(TASKS FOR THIS EXERCISE):
A. Decide whether each statement agrees with the Solr thread, answering yes or no and quoting the deciding words. (i) ComplexPhraseQuery was incorporated into the code base. (ii) The reply suggests that phonetic matching includes at least a flavor of fuzzy. (iii) In the query-time analysis, the PF step yields "TRNTtriniti" and "SRFKservic".
B. Carry on the Solr thread from the point where it stops.

*** TEXT BLOCK ***

Re: Solr 4.0 -> Fuzzy query and Proximity query

Posted by Erick Erickson <er...@gmail.com>.
No, ComplexPhraseQuery has been around for quite a while but
never incorporated into the code base, it's pretty much what you
need to do both fuzzy and phrase at once.

But, doesn't phonetic really incorporate at least a flavor of fuzzy?
Is it close enough for your needs to just do phonetic matches?

Best
Erick


On Wed, Aug 28, 2013 at 8:31 AM, Prasi S <pr...@gmail.com> wrote:

> sry , i copied it wrong. Below is the correct analysis.
>
> Index time
>
> ST
> trinity
> services
> SF
> trinity
> services
> LCF
> trinity
> services
> SF
> trinity
> services
> SF
> trinity
> services
> WDF
> trinity
> services
> SF
> triniti
> servic
> PF
> TRNTtriniti
> SRFKservic
> HWF
> TRNTtriniti
> SRFKservic
> PSF
> TRNTtriniti
> SRFKservic
>
>
>
> *Query time*
> ST
> trinity
> services
> SF
> trinity
> services
> LCF
> trinity
> services
> WDF
> trinity
> services
> SF
> triniti
> servic
> PSF
> triniti
> servic
> PF
> TRNTtriniti
> SRFKservic
>
> Apart from this, fuzzy would be for indivual words and proximity would be
> phrase. Is this correct.

*** EXTRACTED INFORMATION ***

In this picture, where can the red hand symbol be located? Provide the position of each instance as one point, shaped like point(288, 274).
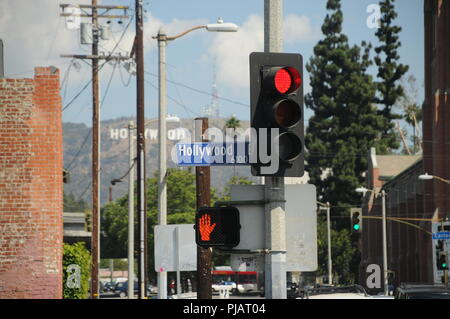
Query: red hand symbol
point(205, 227)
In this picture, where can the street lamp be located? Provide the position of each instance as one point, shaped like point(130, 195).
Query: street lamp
point(363, 190)
point(162, 38)
point(426, 177)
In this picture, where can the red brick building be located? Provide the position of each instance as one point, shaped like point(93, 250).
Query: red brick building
point(31, 186)
point(410, 248)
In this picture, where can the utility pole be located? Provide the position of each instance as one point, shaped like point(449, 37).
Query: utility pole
point(131, 213)
point(385, 264)
point(140, 113)
point(95, 158)
point(275, 217)
point(203, 190)
point(94, 57)
point(162, 158)
point(330, 262)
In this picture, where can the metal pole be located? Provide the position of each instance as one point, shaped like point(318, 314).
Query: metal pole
point(162, 181)
point(178, 244)
point(385, 264)
point(203, 189)
point(131, 213)
point(330, 263)
point(95, 158)
point(275, 219)
point(140, 112)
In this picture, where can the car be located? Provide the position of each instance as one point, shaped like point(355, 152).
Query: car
point(216, 286)
point(121, 289)
point(292, 290)
point(421, 291)
point(332, 292)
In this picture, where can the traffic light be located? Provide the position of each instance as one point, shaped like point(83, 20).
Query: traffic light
point(441, 254)
point(442, 261)
point(276, 113)
point(356, 219)
point(217, 227)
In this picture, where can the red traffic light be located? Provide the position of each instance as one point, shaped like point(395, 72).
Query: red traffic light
point(287, 80)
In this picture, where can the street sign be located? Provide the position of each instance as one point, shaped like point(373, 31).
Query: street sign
point(212, 154)
point(441, 235)
point(247, 262)
point(440, 245)
point(301, 224)
point(175, 248)
point(217, 226)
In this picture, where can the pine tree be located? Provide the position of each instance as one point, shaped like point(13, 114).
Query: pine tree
point(389, 72)
point(345, 123)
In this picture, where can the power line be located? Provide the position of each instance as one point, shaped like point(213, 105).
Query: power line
point(174, 100)
point(90, 130)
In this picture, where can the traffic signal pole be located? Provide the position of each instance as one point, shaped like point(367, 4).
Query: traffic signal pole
point(385, 263)
point(140, 138)
point(203, 191)
point(275, 217)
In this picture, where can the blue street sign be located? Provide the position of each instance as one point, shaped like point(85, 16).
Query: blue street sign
point(441, 235)
point(212, 154)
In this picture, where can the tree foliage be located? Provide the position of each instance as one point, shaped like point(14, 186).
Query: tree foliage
point(345, 123)
point(76, 254)
point(181, 207)
point(390, 71)
point(342, 252)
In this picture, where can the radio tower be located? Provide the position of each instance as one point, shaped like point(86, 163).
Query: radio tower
point(212, 111)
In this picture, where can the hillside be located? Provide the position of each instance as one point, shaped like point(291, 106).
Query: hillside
point(114, 156)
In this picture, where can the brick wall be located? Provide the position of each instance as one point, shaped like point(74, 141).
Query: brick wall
point(31, 189)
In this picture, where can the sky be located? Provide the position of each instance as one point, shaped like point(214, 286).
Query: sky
point(35, 35)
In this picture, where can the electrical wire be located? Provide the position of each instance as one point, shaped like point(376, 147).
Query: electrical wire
point(90, 130)
point(200, 91)
point(172, 99)
point(99, 68)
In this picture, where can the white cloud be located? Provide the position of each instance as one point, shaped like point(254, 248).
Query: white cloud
point(232, 49)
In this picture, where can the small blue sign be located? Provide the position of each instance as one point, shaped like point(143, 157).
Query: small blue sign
point(213, 154)
point(441, 235)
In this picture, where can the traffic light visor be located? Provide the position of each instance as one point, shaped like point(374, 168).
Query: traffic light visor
point(287, 80)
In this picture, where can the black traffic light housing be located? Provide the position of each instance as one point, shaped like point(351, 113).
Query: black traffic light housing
point(441, 256)
point(217, 227)
point(442, 261)
point(276, 101)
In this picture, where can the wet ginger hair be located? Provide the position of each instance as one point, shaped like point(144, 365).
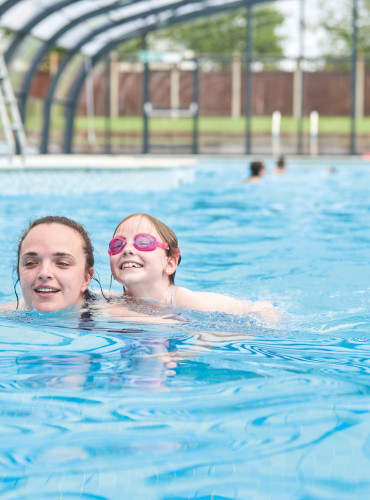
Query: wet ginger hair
point(165, 232)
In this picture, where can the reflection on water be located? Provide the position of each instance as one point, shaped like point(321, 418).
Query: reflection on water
point(92, 410)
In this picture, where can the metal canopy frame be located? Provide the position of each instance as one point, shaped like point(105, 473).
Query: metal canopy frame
point(101, 19)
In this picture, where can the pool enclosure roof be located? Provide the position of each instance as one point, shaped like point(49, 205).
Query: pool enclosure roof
point(90, 25)
point(89, 28)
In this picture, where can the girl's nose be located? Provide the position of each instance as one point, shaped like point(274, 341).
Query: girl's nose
point(45, 271)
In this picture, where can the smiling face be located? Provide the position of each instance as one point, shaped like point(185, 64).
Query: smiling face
point(143, 273)
point(52, 268)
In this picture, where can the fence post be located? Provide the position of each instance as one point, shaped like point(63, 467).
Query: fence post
point(236, 86)
point(275, 133)
point(314, 131)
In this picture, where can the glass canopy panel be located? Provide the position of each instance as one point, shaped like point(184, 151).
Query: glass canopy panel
point(18, 16)
point(63, 17)
point(121, 33)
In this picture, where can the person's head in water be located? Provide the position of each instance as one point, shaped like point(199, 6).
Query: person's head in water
point(280, 165)
point(257, 170)
point(55, 264)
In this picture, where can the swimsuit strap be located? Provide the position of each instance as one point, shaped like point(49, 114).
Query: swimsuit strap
point(173, 301)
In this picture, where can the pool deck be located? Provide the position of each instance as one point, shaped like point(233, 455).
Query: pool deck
point(137, 162)
point(94, 162)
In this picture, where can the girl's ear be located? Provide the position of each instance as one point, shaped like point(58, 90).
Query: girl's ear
point(171, 265)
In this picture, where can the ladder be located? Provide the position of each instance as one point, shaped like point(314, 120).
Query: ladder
point(9, 115)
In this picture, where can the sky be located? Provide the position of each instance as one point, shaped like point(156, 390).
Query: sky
point(313, 37)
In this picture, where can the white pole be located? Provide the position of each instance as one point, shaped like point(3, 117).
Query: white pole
point(90, 111)
point(276, 119)
point(314, 132)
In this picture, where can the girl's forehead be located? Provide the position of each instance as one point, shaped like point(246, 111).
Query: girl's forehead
point(53, 235)
point(136, 225)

***

(FINAL RESULTS):
A.
(i) No: "never incorporated into the code base"
(ii) Yes: "doesn't phonetic really incorporate at least a flavor of fuzzy?"
(iii) Yes: "PF", "TRNTtriniti", "SRFKservic"

B.
> also can we have fuzzy on phrases?
>
>
> On Wed, Aug 28, 2013 at 5:58 PM, Prasi S <pr...@gmail.com> wrote:
>
> > hi Erick,
> > Yes it is correct. These results are because of stemming + phonetic
> > matching. Below is the
> >
> > Index time
> >
> >  ST
> >    trinity
> >   services
> >  SF
> >    trinity
> >   services
> >  LCF
> >    trinity
> >   services
> >  SF
> >    trinity
> >   services
> >  SF
> >    trinity
> >   services
> >  WDF
> >    trinity
> >   services
> > Query time
> >
> > SF
> >    triniti
> >   servic
> >  PF
> >    TRNT  triniti
> >   SRFK  servic
> >  HWF
> >    TRNT  triniti
> >   SRFK  servic
> >  PSF
> >    TRNT  triniti
> >   SRFK  servic
> > Apart from this, fuzzy would be for indivual words and proximity would be
> > phrase. Is this correct.
> > also can we have fuzzy on phrases?
> >
> >
> >
> > On Wed, Aug 28, 2013 at 5:36 PM, Erick Erickson <erickerickson@gmail.com
> >wrote:
> >
> >> The first thing I'd recommend is to look at the admin/analysis
> >> page. I suspect you aren't seeing fuzzy query results
> >> at all, what you're seeing is the result of stemming.
> >>
> >> Stemming is algorithmic, so sometimes produces very
> >> surprising results, i.e. Trinidad and Trinigee may stem
> >> to something like triniti.
> >>
> >> But you didn't provide the field definition so it's just a guess.
> >>
> >> Best
> >> Erick
> >>
> >>
> >> On Wed, Aug 28, 2013 at 7:43 AM, Prasi S <pr...@gmail.com> wrote:
> >>
> >> > Hi,
> >> > with solr 4.0 the fuzzy query syntax is like  <keyword>~1 (or 2)
> >> > Proximity search is like "value"~20.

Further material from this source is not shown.